» Dataset records
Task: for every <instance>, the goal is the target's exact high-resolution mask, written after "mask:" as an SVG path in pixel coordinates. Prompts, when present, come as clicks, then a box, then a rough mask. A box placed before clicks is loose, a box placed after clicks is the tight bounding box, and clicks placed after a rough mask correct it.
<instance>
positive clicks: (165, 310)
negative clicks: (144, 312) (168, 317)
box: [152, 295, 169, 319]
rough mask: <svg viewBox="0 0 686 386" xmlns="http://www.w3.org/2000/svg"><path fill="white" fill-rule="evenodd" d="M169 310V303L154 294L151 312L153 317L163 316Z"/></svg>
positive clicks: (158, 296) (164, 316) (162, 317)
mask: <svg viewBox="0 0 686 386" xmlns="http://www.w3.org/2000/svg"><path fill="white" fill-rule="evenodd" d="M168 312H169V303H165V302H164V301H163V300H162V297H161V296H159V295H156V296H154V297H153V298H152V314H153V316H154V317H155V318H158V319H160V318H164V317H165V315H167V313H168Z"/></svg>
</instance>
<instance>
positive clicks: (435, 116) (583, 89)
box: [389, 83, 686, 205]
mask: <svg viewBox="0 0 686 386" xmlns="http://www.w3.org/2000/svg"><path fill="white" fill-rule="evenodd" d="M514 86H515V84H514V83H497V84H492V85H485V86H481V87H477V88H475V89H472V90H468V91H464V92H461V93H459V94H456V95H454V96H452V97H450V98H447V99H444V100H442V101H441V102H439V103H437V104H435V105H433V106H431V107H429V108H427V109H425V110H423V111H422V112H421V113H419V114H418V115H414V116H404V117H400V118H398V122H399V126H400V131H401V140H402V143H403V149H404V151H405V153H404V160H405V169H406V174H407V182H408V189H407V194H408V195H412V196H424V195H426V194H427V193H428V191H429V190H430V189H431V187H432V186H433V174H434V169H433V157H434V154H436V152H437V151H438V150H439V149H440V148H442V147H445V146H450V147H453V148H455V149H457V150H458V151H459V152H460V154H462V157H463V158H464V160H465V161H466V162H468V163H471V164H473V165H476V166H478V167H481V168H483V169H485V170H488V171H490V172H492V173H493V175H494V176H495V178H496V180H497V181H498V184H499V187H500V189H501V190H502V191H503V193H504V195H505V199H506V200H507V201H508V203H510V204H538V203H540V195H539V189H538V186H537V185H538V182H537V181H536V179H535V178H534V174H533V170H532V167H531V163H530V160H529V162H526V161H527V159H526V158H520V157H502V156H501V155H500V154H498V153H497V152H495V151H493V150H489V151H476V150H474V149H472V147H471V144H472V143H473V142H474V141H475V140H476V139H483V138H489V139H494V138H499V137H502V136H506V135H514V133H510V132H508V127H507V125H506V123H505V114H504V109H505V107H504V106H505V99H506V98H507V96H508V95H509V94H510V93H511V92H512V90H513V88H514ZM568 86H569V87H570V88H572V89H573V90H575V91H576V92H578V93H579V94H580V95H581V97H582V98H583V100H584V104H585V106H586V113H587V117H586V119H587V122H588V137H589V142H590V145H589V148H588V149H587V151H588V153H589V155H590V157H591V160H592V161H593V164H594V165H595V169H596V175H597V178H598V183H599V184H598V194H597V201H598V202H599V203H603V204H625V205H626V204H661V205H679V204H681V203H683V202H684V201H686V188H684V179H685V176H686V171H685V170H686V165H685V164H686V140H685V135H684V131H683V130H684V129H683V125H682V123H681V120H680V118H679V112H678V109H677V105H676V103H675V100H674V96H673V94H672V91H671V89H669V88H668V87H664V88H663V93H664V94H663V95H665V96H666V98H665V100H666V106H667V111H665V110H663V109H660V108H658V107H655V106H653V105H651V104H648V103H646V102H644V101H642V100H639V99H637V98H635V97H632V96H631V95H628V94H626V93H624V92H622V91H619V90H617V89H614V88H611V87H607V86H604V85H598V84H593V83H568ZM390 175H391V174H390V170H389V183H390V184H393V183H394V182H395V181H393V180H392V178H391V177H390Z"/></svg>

» What is being asked
All the data must be duplicated exactly, with nothing added or removed.

» Your response
Task: for every <instance>, the goal is the target's exact high-resolution mask, written after "mask:" as an SVG path in pixel coordinates. Prompts, when present, come as clicks, then a box, then a rough mask. A box placed before clicks is loose, a box placed after clicks is the tight bounding box, and clicks placed after a rough mask correct it.
<instance>
positive clicks: (165, 310)
negative clicks: (144, 312) (168, 317)
box: [152, 295, 169, 319]
rough mask: <svg viewBox="0 0 686 386" xmlns="http://www.w3.org/2000/svg"><path fill="white" fill-rule="evenodd" d="M169 310V303L154 294L151 312L153 317L163 316Z"/></svg>
positive clicks: (158, 296) (164, 316) (162, 317)
mask: <svg viewBox="0 0 686 386" xmlns="http://www.w3.org/2000/svg"><path fill="white" fill-rule="evenodd" d="M168 312H169V303H165V302H164V301H163V300H162V297H161V296H159V295H156V296H154V297H153V298H152V314H153V316H154V317H155V318H158V319H160V318H164V317H165V315H167V313H168Z"/></svg>
</instance>
<instance>
positive clicks: (435, 116) (583, 89)
box: [389, 83, 686, 205]
mask: <svg viewBox="0 0 686 386" xmlns="http://www.w3.org/2000/svg"><path fill="white" fill-rule="evenodd" d="M514 86H515V84H514V83H497V84H492V85H485V86H481V87H477V88H475V89H472V90H468V91H464V92H461V93H459V94H456V95H454V96H452V97H450V98H447V99H444V100H442V101H441V102H439V103H437V104H435V105H433V106H431V107H429V108H427V109H425V110H423V111H422V112H421V113H419V114H418V115H414V116H404V117H400V118H398V122H399V126H400V131H401V140H402V143H403V149H404V151H405V153H404V160H405V169H406V174H407V182H408V189H407V194H408V195H412V196H424V195H426V194H427V193H428V191H429V190H430V189H431V187H432V186H433V174H434V169H433V157H434V154H436V152H437V151H438V150H439V149H440V148H442V147H445V146H450V147H453V148H455V149H457V150H458V151H459V152H460V154H462V157H463V158H464V160H465V161H466V162H468V163H471V164H473V165H476V166H478V167H481V168H483V169H485V170H488V171H490V172H492V173H493V175H494V176H495V178H496V180H497V181H498V184H499V187H500V189H501V190H502V191H503V193H504V195H505V199H506V200H507V201H508V203H510V204H538V203H540V195H539V189H538V186H537V185H538V182H537V181H536V179H535V178H534V174H533V170H532V167H531V163H530V160H529V162H526V161H527V159H526V158H520V157H502V156H501V155H500V154H498V153H497V152H495V151H493V150H489V151H476V150H474V149H472V147H471V144H472V143H473V142H474V141H475V140H476V139H483V138H489V139H494V138H499V137H502V136H506V135H514V133H510V132H508V127H507V125H506V123H505V114H504V109H505V107H504V106H505V99H506V98H507V96H508V95H509V94H510V93H511V92H512V90H513V88H514ZM568 86H569V87H570V88H572V89H573V90H575V91H576V92H578V93H579V94H580V95H581V97H582V98H583V100H584V104H585V106H586V113H587V117H586V119H587V122H588V137H589V142H590V145H589V148H588V149H587V151H588V153H589V155H590V157H591V160H592V161H593V164H594V165H595V169H596V175H597V178H598V183H599V184H598V194H597V201H598V202H599V203H603V204H625V205H626V204H661V205H679V204H681V203H683V202H684V201H686V188H684V179H685V176H686V171H685V170H686V165H685V164H686V140H685V135H684V131H683V130H684V129H683V125H682V123H681V120H680V118H679V112H678V109H677V105H676V103H675V100H674V96H673V94H672V91H671V89H669V88H668V87H664V88H663V93H664V94H663V95H665V96H666V98H665V100H666V106H667V111H665V110H663V109H660V108H658V107H655V106H653V105H651V104H648V103H646V102H644V101H642V100H639V99H637V98H635V97H632V96H631V95H628V94H626V93H624V92H622V91H619V90H617V89H614V88H611V87H607V86H604V85H598V84H593V83H568ZM390 175H391V174H390V170H389V183H390V184H393V183H394V182H395V181H393V180H392V178H391V177H390Z"/></svg>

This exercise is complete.